Task requirements ▸
(A) Translate this sentence from the account of baking bread for a dinner into Spanish: "On Friday night, I fed it again to take it up to 450 grams."
(B) According to the account of baking bread for a dinner, how much sourdough starter was there by Saturday evening?

====== Document extract

So began my first gig as a professional baker -- at an Alice Waters' dinner.

I quickly settled on breads I made time and again and eat at home -- a pain au levain made with sourdough and a mix of white, whole wheat and rye flours; a pane casareccio di Genzano, an airy white big loaf crusted with wheat bran that I picked up from Dan Leader's Local Breads; and of course, my baguettes. 


I've never baked this much bread before, so I worked out a timeline -- and good thing too, since I would need to begin Friday to have the breads ready on Sunday. I started by feeding 50 grams (about a quarter-cup) of sourdough starter Friday morning, building it to 150 grams. On Friday night, I fed it again to take it up to 450 grams. Saturday morning, I refreshed it a third time. By Saturday evening, when I needed the ripe starter to make my doughs, I had over 1500 grams (3.3 pounds) of the stuff. With that steady feeding every 8-12 hours, the starter was bubbling, itching to impregnate the dough. It's pictured at left, and below, in the big bin on the right.

============
====== Given records

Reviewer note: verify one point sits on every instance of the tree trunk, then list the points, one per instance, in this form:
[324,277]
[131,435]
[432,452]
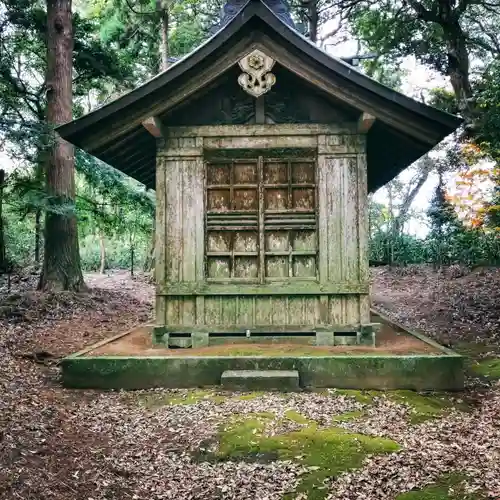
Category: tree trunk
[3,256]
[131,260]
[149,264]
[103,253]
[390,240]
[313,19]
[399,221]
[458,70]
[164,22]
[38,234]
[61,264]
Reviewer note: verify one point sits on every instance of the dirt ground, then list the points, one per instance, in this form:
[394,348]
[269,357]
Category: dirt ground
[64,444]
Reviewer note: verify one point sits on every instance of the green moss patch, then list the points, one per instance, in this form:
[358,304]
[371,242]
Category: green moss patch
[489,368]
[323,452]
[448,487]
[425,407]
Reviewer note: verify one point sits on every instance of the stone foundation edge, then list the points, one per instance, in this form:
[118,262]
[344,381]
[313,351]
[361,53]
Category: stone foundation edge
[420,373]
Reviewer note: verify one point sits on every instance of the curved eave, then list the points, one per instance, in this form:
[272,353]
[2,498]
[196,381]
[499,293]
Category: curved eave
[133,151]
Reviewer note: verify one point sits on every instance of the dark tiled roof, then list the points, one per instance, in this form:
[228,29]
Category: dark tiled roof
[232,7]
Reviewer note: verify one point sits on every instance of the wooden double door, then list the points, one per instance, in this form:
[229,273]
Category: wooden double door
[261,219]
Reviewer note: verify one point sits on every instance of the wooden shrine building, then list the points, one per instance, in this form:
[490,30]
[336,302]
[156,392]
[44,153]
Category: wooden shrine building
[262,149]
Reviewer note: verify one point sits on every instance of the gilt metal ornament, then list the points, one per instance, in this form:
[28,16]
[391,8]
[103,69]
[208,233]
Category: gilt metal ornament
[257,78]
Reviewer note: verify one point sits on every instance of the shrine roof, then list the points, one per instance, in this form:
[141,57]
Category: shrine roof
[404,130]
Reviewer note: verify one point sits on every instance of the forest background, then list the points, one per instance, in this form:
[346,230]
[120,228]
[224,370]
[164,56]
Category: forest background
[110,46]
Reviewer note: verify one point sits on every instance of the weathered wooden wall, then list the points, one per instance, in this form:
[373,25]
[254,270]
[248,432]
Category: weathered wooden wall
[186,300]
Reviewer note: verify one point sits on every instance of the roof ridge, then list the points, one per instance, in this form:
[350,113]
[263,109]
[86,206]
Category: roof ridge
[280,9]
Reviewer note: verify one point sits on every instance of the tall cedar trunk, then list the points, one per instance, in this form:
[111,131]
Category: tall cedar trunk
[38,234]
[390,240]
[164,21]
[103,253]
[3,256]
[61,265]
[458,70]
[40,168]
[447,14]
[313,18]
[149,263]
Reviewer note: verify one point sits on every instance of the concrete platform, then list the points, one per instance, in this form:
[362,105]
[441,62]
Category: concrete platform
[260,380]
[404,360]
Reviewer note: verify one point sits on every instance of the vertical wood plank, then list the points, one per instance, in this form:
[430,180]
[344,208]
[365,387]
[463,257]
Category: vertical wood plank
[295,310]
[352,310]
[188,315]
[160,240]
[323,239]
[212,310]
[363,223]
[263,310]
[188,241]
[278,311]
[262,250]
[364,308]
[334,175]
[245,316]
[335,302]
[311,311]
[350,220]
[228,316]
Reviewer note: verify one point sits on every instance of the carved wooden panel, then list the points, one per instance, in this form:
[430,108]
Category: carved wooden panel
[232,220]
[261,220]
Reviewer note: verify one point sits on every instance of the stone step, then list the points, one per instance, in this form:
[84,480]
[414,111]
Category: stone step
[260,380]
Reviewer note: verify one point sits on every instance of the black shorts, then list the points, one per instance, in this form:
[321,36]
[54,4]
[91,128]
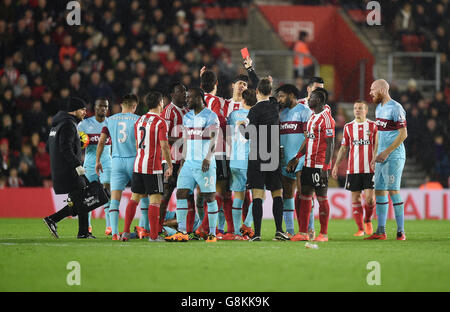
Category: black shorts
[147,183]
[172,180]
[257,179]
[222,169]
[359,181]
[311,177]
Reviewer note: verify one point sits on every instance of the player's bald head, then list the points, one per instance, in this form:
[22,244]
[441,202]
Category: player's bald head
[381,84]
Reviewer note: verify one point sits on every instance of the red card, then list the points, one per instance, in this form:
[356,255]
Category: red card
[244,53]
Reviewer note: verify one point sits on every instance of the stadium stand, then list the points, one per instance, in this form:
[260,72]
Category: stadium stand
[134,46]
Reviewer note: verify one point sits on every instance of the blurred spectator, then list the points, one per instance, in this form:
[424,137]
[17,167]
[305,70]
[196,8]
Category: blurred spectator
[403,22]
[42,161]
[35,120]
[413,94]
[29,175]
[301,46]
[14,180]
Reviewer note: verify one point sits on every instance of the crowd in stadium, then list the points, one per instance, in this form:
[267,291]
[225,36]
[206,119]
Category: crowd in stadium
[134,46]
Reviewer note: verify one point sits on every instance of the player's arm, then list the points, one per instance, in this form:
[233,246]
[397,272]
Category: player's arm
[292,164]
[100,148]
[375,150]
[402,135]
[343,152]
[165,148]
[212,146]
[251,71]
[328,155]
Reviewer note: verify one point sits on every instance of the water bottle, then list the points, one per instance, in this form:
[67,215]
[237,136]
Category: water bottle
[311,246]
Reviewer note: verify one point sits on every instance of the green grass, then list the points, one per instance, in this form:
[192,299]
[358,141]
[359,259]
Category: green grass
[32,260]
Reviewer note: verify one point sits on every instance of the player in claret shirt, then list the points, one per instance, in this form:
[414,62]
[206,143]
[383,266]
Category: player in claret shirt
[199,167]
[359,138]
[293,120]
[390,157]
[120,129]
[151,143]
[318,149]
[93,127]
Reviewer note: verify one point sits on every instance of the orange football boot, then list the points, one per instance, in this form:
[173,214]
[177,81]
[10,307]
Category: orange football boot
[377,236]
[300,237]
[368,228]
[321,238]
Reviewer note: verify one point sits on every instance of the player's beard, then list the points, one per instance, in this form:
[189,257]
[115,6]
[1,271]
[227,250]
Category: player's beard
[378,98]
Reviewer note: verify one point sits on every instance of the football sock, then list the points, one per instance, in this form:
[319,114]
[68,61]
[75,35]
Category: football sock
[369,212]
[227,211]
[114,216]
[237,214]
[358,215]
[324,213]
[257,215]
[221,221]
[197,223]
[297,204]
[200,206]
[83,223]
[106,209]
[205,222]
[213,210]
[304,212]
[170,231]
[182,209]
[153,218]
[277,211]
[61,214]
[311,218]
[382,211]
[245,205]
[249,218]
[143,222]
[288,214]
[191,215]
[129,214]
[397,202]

============
====== Given records

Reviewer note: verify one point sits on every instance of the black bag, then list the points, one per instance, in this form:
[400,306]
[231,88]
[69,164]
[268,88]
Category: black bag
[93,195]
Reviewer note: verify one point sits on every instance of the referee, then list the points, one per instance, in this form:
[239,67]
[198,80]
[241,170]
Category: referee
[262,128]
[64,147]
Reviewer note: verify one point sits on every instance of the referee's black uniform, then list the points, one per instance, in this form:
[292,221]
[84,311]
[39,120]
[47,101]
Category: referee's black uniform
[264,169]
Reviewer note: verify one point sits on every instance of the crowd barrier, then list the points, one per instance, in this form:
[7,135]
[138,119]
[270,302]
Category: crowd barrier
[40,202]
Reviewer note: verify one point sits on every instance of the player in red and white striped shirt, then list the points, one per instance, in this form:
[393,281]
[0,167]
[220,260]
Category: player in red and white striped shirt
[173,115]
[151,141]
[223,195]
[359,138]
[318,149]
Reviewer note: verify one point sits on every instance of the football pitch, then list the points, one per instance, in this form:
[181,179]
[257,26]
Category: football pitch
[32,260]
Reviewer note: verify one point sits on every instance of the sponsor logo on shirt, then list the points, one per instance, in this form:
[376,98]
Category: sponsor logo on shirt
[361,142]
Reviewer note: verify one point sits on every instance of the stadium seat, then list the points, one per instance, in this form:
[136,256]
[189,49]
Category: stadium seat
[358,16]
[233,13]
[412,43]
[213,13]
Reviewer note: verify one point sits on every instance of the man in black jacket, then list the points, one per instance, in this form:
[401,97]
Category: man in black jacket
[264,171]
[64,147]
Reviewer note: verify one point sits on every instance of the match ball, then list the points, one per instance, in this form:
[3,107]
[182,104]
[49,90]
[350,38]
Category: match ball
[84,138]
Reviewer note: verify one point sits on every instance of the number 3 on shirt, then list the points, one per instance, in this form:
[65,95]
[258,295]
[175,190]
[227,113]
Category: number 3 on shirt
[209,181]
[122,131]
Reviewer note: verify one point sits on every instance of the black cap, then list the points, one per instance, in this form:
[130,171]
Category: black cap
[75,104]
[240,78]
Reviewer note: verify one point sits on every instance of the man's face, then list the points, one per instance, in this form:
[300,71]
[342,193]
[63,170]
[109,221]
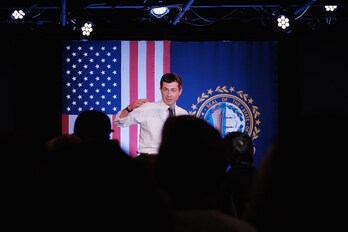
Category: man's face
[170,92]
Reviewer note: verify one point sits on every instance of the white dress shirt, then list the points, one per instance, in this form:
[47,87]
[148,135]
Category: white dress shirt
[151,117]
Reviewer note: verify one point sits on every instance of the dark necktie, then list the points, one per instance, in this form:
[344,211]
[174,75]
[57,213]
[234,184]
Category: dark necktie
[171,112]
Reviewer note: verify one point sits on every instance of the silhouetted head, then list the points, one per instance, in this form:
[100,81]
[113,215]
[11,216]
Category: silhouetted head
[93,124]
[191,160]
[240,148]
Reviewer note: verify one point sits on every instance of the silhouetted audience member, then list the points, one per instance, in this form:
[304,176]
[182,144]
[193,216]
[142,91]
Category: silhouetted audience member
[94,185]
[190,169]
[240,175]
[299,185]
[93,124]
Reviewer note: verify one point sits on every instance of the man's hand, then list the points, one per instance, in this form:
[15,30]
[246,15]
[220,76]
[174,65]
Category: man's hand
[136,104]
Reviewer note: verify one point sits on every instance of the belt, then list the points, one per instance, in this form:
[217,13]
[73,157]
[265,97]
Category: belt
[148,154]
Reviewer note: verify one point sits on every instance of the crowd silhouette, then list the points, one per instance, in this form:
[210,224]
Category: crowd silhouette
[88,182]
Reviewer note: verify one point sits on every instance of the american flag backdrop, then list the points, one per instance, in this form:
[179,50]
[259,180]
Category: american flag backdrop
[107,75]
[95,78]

============

Answers by task ▸
(A) El viernes por la noche, lo alimenté de nuevo para llevarlo a 450 gramos.

(B) Over 1500 grams (3.3 pounds).